:: Problem details ::
List every university that the text on Wilfried Feldenkirchen names.

:: Reading passage ::
— START —
= Wilfried Feldenkirchen =

German professor and economic historian

Wilfried Paul Feldenkirchen (October 25, 1947 - June 21, 2010) was a German professor and economic historian.

== Life ==
Wilfried Feldenkirchen was born in Cologne and studied history, English studies and economics at the University of Bonn. He was awarded a doctorate in 1974 for his thesis on Commerce in the City of Cologne in the 18th Century. In 1980, he earned a Habilitation with his thesis on The Iron and Steel Industry of the Ruhr District 1879-1914. Feldenkirchen was awarded the Heinz Maier-Leibnitz-Preis in 1982. In 1985, he became a professor at the University of Bonn, where he was also director of the University Academic Exchange Service. He held a professorship at Saarland University in 1989/1990, and was appointed to the chair of economic, social and business history at the University of Erlangen-Nuremberg in 1990. In the same year he published a biography of Werner von Siemens and also collaborated on the Encyclopedia of German History. The focus of his academic work was the economic history of the 19th and 20th centuries, the history of banks and savings banks, and the history of agricultural policy. Feldenkirchen was a Rotary Club member (Rotary Club of Euskirchen-Burgfey).
— END —
:: Data provided ::
— START —
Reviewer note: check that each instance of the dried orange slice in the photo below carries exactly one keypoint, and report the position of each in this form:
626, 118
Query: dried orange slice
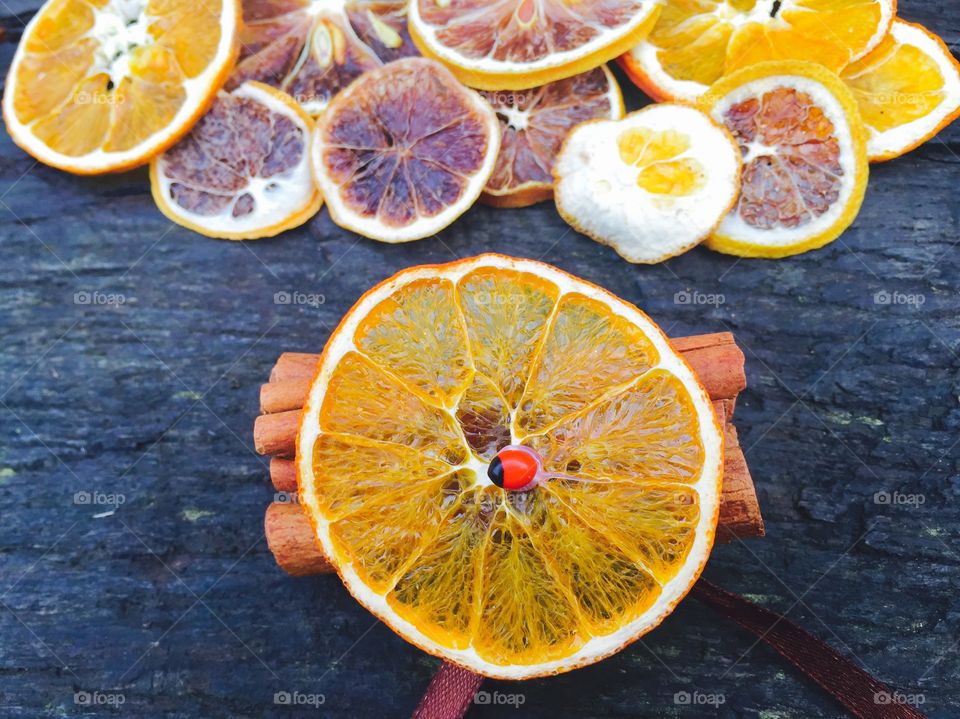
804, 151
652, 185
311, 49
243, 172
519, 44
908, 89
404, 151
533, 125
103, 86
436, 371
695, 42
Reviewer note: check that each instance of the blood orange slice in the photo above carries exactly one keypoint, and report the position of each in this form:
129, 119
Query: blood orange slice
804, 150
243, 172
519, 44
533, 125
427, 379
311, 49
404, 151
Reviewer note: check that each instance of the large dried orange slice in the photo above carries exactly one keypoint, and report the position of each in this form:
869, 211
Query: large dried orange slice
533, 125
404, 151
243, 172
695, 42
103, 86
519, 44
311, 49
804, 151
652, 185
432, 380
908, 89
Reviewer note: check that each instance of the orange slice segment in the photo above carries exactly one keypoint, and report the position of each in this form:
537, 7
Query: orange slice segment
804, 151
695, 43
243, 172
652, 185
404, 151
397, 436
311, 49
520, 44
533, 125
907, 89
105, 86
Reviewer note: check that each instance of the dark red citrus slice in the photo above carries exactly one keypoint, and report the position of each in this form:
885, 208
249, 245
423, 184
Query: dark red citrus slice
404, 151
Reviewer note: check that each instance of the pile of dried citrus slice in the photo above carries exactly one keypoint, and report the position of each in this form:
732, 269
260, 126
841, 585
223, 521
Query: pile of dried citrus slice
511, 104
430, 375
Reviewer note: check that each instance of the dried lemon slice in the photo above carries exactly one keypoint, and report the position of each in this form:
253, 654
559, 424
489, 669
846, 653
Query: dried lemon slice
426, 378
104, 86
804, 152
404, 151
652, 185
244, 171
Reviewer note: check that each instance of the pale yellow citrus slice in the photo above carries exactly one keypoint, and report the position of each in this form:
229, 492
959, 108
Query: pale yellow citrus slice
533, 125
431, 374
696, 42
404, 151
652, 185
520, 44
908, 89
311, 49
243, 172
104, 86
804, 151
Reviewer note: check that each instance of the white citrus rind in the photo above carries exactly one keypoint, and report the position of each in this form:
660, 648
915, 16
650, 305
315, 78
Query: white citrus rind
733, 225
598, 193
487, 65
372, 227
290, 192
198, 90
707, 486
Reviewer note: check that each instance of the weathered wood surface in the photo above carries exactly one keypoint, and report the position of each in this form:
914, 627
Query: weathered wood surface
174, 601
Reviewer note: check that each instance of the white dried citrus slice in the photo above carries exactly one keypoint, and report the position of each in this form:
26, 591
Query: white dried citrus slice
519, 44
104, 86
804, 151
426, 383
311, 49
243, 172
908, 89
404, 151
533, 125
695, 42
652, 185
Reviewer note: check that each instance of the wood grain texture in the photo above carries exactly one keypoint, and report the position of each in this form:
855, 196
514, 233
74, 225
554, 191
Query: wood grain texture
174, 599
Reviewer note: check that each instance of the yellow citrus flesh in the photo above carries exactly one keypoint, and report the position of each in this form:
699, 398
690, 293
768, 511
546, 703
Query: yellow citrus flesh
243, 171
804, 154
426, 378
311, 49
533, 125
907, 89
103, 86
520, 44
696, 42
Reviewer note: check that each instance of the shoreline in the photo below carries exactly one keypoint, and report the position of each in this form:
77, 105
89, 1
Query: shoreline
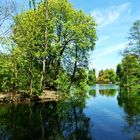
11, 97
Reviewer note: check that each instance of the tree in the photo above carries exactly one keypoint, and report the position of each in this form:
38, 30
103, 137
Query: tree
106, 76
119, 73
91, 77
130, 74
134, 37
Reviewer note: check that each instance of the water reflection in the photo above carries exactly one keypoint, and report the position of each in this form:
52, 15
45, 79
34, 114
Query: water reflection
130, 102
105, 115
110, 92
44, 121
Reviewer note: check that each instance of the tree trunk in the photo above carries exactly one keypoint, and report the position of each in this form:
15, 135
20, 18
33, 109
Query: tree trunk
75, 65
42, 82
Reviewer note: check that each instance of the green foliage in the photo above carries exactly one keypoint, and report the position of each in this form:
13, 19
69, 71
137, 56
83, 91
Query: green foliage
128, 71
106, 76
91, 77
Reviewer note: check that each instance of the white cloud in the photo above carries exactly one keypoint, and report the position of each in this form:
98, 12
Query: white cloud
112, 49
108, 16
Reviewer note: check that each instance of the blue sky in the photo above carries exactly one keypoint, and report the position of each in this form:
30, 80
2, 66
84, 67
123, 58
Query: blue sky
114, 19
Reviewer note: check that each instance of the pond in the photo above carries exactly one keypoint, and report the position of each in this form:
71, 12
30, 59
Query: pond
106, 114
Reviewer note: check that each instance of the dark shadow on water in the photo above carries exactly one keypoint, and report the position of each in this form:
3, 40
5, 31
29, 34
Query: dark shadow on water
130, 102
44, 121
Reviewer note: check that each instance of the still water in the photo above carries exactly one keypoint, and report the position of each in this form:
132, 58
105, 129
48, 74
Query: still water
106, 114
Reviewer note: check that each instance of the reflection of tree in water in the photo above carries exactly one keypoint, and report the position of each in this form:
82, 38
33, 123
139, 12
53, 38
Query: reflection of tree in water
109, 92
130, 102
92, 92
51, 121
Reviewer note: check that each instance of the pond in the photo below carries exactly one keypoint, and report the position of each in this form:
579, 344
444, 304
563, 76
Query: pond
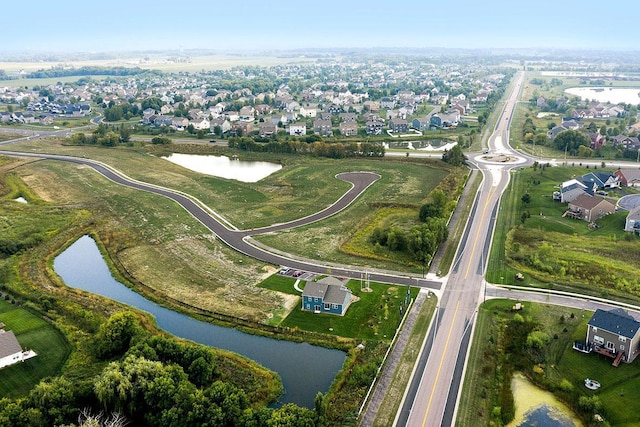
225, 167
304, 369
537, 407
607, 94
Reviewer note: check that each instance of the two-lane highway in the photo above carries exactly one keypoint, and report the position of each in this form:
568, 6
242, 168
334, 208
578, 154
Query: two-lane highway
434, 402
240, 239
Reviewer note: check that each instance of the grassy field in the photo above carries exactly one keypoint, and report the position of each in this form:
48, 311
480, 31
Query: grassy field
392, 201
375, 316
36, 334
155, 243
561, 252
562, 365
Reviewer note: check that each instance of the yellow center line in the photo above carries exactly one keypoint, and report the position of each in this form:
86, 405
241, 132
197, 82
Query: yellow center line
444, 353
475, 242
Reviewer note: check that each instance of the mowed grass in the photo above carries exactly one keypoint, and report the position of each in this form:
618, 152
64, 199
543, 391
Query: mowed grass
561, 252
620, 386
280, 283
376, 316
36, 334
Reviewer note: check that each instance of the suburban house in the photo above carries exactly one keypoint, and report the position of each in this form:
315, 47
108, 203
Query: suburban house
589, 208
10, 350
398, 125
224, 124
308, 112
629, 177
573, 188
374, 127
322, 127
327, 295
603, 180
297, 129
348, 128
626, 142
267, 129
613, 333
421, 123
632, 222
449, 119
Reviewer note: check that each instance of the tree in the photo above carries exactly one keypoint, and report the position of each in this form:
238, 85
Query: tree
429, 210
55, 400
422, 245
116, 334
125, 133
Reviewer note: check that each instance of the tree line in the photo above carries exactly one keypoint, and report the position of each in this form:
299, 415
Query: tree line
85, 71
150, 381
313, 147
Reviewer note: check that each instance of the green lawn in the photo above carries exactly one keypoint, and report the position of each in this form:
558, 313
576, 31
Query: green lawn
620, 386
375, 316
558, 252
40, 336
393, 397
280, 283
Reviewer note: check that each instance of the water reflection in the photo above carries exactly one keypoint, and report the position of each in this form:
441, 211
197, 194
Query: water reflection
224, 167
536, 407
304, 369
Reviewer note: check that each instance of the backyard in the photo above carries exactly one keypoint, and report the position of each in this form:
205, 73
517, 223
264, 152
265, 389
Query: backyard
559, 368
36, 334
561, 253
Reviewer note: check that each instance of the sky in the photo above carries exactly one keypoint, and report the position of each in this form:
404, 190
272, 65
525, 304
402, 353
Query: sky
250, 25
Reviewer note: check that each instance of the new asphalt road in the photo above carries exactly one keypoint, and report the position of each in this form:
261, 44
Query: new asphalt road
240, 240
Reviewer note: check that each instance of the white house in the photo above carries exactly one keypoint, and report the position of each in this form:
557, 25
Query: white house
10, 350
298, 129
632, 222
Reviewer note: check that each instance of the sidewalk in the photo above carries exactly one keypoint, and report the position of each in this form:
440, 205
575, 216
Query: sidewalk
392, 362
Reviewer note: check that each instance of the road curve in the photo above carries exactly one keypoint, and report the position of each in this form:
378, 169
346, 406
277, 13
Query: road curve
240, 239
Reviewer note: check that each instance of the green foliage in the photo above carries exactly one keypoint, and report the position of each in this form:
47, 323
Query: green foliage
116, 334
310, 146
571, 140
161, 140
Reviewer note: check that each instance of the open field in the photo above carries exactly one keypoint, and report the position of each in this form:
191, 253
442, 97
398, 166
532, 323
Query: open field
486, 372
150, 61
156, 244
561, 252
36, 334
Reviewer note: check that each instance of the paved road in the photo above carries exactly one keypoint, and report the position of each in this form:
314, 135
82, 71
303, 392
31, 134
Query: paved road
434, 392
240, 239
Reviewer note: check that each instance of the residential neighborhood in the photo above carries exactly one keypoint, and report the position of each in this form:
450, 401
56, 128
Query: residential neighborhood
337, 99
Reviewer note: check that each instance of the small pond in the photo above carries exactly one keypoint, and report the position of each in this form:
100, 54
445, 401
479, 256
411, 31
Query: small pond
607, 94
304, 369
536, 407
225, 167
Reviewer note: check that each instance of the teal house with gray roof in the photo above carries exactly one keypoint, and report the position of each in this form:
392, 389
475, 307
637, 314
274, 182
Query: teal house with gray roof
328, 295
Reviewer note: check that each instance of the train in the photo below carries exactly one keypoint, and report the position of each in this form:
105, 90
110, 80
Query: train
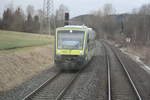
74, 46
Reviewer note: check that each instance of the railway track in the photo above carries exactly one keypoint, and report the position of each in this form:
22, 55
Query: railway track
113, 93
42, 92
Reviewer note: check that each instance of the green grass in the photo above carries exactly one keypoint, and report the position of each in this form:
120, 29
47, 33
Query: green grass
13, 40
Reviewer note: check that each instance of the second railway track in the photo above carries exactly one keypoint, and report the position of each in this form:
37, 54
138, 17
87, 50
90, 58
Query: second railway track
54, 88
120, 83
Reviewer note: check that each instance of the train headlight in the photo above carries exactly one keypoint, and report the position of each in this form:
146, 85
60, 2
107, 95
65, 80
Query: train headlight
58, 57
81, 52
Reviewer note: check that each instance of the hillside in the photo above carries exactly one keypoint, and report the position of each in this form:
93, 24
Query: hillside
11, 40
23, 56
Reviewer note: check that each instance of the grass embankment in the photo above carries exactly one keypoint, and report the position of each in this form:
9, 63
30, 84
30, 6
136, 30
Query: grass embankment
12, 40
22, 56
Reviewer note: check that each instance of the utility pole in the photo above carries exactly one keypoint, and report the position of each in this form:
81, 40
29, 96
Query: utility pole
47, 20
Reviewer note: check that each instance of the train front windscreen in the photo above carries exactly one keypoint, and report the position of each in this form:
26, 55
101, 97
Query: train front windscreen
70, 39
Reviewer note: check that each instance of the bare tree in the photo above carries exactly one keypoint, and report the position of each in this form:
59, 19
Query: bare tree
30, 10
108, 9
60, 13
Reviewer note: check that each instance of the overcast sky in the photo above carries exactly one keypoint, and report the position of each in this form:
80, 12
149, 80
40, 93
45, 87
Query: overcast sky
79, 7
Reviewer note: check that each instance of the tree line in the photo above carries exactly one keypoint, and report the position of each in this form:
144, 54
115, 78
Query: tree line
— END —
:: Response to the task ::
University of Bonn
Saarland University
University of Erlangen-Nuremberg